*** Opening of DATA TO PROCESS ***

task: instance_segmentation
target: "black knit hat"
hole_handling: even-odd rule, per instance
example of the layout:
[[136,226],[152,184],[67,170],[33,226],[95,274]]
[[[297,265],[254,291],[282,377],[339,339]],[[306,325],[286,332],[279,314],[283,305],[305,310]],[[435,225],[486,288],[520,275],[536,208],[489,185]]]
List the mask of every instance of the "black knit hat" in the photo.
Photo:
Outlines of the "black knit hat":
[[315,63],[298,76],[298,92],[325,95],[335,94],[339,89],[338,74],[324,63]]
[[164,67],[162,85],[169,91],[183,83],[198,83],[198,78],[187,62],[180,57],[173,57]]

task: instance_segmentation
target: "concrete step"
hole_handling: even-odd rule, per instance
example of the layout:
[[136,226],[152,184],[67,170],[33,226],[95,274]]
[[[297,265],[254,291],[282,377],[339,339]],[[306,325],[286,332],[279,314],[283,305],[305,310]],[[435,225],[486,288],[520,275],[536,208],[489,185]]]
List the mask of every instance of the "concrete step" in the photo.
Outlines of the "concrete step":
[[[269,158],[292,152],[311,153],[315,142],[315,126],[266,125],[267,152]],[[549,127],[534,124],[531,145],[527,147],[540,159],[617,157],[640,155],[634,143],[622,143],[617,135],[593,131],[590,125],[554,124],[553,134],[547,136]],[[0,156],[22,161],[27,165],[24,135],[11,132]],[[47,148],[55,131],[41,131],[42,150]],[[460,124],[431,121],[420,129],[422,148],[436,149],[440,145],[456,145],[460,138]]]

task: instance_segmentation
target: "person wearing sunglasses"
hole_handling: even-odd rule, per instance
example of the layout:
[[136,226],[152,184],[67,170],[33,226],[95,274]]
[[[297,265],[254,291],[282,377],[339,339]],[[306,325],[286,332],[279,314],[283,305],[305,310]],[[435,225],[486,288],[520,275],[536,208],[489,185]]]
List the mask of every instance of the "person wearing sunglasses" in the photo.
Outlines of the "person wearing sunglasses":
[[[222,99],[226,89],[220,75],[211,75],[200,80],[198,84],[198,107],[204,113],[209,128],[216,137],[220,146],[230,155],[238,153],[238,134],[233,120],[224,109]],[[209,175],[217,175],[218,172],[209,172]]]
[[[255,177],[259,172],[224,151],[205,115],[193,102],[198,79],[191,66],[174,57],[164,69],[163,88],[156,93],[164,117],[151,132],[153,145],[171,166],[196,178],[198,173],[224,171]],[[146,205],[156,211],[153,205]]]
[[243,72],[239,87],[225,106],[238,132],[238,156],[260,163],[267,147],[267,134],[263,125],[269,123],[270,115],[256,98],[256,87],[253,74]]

*** Close of DATA TO PROCESS ***

## TASK STATEMENT:
The answer is to be one number: the count of lines in the entries containing the string "target".

## SOLVED EXERCISE:
3